* Goal *
Count the lines in the material below that contain the word "utility", and reply with the number alone.

* Records shown *
[BEGIN]

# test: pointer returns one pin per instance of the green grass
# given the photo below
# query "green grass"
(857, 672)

[END]
[BEGIN]

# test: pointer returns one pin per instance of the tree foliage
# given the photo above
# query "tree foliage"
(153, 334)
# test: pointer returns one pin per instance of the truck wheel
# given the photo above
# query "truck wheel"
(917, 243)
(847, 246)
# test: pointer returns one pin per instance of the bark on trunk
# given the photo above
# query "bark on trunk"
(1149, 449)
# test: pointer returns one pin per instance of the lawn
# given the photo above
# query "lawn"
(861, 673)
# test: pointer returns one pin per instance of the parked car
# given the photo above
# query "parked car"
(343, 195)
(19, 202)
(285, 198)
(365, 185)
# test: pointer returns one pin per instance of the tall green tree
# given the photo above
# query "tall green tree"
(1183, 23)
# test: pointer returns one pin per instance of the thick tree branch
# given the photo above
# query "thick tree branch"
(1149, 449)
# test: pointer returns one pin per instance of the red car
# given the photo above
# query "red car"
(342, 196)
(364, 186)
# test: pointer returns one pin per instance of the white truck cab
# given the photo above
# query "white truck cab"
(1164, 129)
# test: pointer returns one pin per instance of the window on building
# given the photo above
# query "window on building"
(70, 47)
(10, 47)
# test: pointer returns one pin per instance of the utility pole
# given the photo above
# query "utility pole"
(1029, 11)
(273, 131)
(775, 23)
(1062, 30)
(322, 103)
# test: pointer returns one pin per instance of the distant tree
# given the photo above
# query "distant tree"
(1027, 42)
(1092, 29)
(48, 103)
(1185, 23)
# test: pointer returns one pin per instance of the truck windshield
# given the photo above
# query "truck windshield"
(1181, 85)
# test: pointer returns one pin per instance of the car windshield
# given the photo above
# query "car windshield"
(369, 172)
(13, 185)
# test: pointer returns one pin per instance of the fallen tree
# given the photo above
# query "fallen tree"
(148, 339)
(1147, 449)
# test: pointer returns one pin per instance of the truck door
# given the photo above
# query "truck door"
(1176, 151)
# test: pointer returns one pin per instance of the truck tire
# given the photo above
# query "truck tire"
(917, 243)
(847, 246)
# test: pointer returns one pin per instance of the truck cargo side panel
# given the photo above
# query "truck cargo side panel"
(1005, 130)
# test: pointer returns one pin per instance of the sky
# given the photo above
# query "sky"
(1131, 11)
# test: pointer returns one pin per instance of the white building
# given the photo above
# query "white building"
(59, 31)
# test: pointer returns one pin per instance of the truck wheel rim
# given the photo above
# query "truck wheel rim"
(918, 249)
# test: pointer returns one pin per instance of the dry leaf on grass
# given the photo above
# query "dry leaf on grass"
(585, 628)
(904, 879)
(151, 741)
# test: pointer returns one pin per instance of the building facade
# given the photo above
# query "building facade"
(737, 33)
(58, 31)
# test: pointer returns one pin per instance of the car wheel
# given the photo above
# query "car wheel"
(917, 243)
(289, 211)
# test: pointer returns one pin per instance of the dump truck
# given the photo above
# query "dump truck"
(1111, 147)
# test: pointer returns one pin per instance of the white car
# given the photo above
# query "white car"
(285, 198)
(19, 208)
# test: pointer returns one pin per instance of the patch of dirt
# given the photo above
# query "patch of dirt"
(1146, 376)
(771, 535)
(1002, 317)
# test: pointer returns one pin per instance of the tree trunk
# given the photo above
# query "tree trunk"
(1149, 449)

[END]

* Exercise output *
2